### Reading PDF Files is Painful

What does a student need to transfer?

They come to our website with goals (target schools) and leave with a plan to meet those goals.
The user provides every degree program they seek to transfer into, and we give them a list of classes they need to fulfill those requirements.
Let's make an example schedule for them that accounts for unit load, prerequisites, and corequisites.
OR
Let's inform the the user of all the classes they need to take to fulfill requirements.
OR
Let's audit a user's schedule to see if it will meet all requirements.
HOW
Do we structure our backend database to afford these options?
WHY
Should a user use our website instead of doing it themselves?
WHAT
Do we export the information as to the user? (Excel, Google Sheets, CSV, TSV, etc.)

SCOPE - De Anza College
UC's first
CSU's

In [16]:
import pandas as pd
import re
import json
from pypdf import PdfReader 

class Parser:
    """
    A class used to parse agreement pdf files from assist.org

    ...

§ **SUPPLIED MATERIAL**:
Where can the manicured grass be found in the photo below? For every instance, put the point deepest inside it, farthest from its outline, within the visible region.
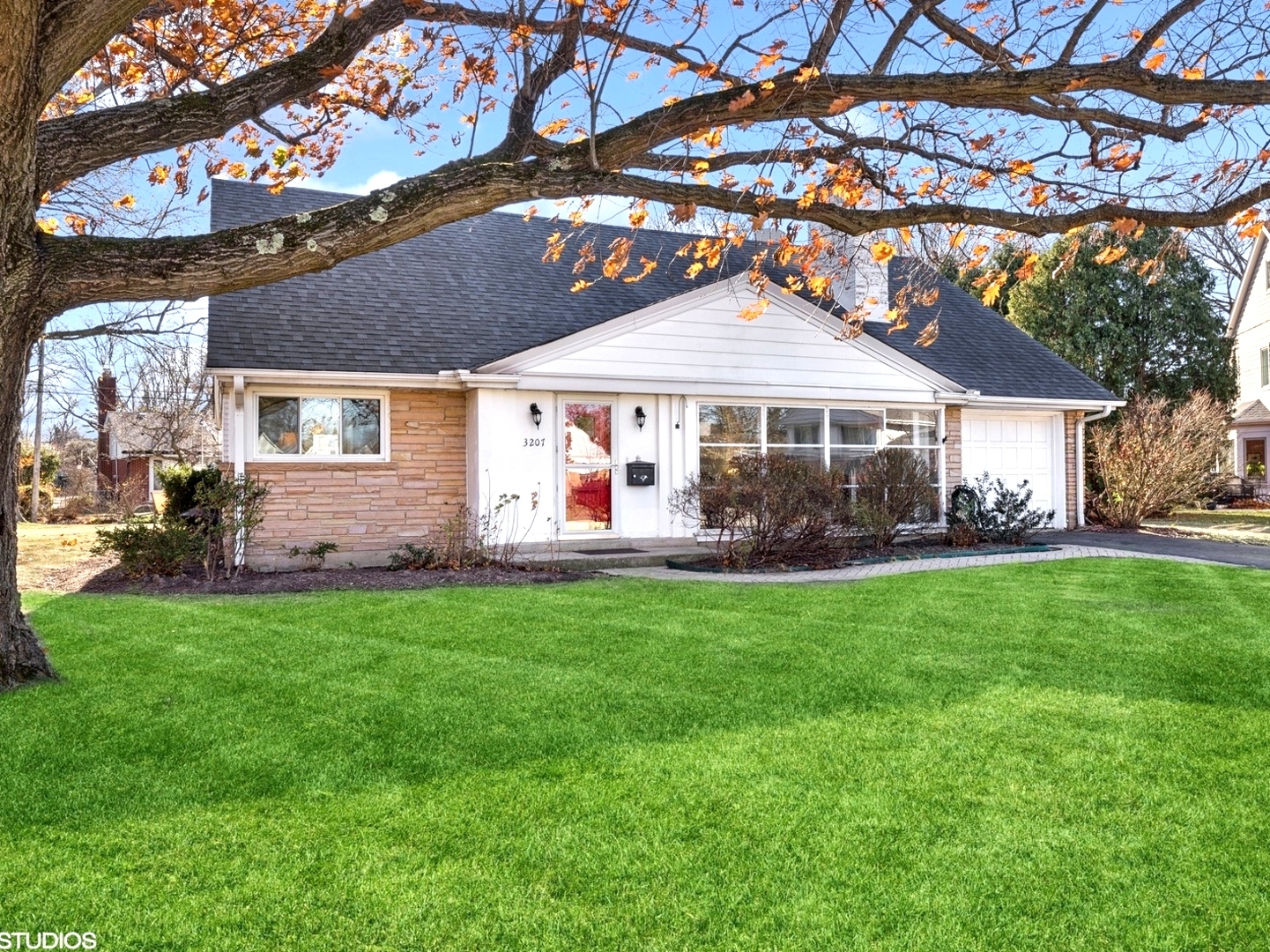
(1071, 755)
(1249, 526)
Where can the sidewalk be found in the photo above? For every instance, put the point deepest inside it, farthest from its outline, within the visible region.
(888, 569)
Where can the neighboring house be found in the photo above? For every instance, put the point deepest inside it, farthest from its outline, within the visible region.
(134, 445)
(457, 368)
(1250, 328)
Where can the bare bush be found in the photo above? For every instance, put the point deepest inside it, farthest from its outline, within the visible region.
(895, 489)
(1156, 457)
(769, 509)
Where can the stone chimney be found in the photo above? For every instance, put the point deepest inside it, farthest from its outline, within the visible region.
(107, 399)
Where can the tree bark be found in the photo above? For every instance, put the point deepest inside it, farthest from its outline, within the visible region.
(22, 656)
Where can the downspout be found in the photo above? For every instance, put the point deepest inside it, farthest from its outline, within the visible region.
(239, 457)
(1080, 459)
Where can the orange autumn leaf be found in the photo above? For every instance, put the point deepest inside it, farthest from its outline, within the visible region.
(1110, 255)
(881, 250)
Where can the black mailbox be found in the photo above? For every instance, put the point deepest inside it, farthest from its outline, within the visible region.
(640, 473)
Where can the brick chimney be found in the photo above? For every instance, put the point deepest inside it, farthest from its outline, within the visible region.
(107, 399)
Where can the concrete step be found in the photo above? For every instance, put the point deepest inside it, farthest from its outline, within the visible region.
(596, 557)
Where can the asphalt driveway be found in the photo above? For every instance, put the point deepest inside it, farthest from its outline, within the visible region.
(1232, 553)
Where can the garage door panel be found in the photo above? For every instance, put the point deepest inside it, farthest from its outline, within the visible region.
(1013, 448)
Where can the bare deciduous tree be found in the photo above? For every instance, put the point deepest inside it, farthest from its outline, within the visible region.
(850, 115)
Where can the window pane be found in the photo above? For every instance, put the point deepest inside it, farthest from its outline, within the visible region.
(720, 423)
(277, 425)
(716, 459)
(588, 500)
(360, 434)
(849, 463)
(794, 426)
(319, 426)
(855, 428)
(812, 454)
(910, 428)
(588, 434)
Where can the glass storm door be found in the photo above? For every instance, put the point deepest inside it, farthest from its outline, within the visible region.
(588, 466)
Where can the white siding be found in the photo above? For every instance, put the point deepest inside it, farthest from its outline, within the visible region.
(710, 350)
(1252, 336)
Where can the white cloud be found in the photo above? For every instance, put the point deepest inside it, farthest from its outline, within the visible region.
(380, 180)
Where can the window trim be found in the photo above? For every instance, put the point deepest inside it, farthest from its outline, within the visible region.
(253, 435)
(827, 446)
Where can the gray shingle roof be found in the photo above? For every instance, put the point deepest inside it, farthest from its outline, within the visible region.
(1250, 413)
(475, 291)
(977, 347)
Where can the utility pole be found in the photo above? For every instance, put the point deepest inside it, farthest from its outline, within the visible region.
(40, 432)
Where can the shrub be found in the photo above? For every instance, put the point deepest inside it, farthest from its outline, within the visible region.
(895, 487)
(316, 555)
(769, 509)
(49, 462)
(962, 535)
(46, 498)
(999, 514)
(181, 485)
(230, 511)
(149, 547)
(413, 557)
(1156, 457)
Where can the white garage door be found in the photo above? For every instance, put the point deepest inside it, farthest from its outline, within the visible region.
(1016, 446)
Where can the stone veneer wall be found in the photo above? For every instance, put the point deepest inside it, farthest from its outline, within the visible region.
(952, 449)
(1071, 420)
(370, 509)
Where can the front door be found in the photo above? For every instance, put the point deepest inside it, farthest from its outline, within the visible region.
(1255, 459)
(588, 466)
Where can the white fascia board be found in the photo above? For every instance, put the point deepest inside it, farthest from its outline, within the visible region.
(446, 380)
(1025, 403)
(875, 348)
(616, 327)
(752, 390)
(1250, 275)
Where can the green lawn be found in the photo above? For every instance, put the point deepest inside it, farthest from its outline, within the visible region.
(1071, 755)
(1249, 526)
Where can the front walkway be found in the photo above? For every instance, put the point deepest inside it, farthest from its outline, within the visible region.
(887, 569)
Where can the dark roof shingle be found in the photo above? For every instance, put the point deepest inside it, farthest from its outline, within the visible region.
(475, 291)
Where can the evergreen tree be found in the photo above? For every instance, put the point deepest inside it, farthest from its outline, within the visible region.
(1145, 323)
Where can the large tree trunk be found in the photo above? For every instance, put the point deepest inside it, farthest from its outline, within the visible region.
(22, 656)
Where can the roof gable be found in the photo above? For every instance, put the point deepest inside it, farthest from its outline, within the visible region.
(977, 347)
(475, 293)
(696, 344)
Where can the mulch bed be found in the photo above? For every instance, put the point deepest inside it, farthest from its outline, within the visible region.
(902, 552)
(112, 581)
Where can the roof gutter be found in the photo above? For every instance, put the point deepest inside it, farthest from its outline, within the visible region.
(1080, 457)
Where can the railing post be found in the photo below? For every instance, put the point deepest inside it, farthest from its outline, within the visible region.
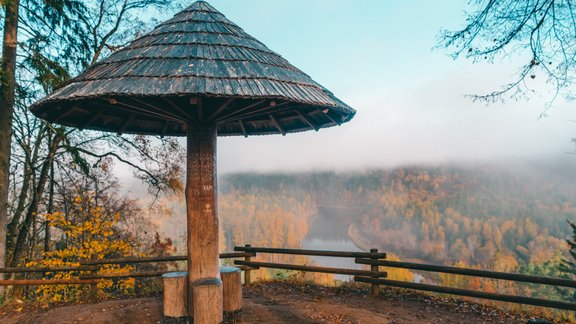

§ **THE TASKS**:
1. Print the stretch of the transfer-planning notes from "### Reading PDF" through "afford these options?", word for word.
2. In the transfer-planning notes, which college is given as the scope?

§ **PROBLEM SOLUTIONS**:
1.
### Reading PDF Files is Painful

What does a student need to transfer?

They come to our website with goals (target schools) and leave with a plan to meet those goals.
The user provides every degree program they seek to transfer into, and we give them a list of classes they need to fulfill those requirements.
Let's make an example schedule for them that accounts for unit load, prerequisites, and corequisites.
OR
Let's inform the the user of all the classes they need to take to fulfill requirements.
OR
Let's audit a user's schedule to see if it will meet all requirements.
HOW
Do we structure our backend database to afford these options?

2. De Anza College